───── Dataset rows

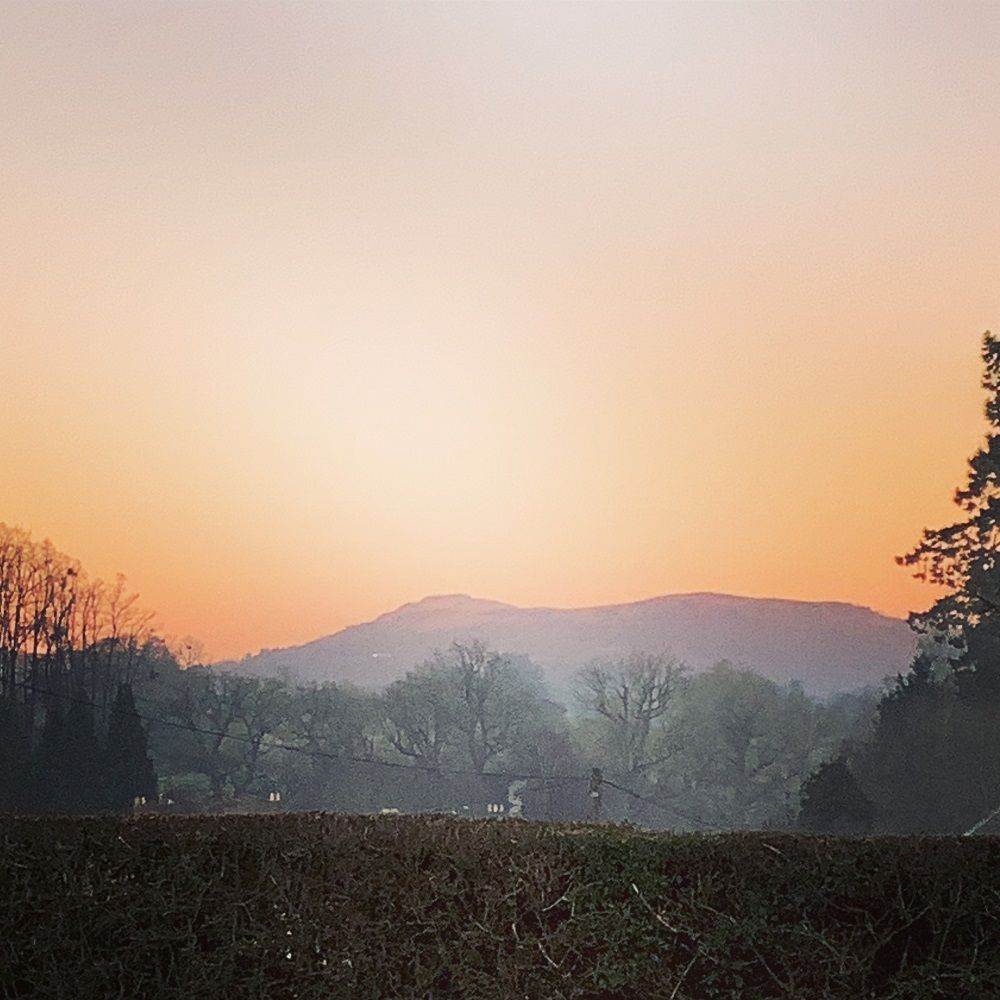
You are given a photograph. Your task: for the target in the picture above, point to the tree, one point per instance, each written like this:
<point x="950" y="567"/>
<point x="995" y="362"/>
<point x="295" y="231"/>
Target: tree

──────────

:: Stated task ::
Format the data above as a Markdown table with the columns Row and Line, giving each nonblank line its own numbered row and skipping blank lines. Leave the pictures out.

:: Solution to this exercise ::
| Row | Line |
|---|---|
| 1 | You are given a photograph. Your task: for the target in the picture above, point to the tree, one point per instance, each written like this: |
| 2 | <point x="950" y="567"/> |
| 3 | <point x="995" y="362"/> |
| 4 | <point x="295" y="231"/> |
| 5 | Target: tree |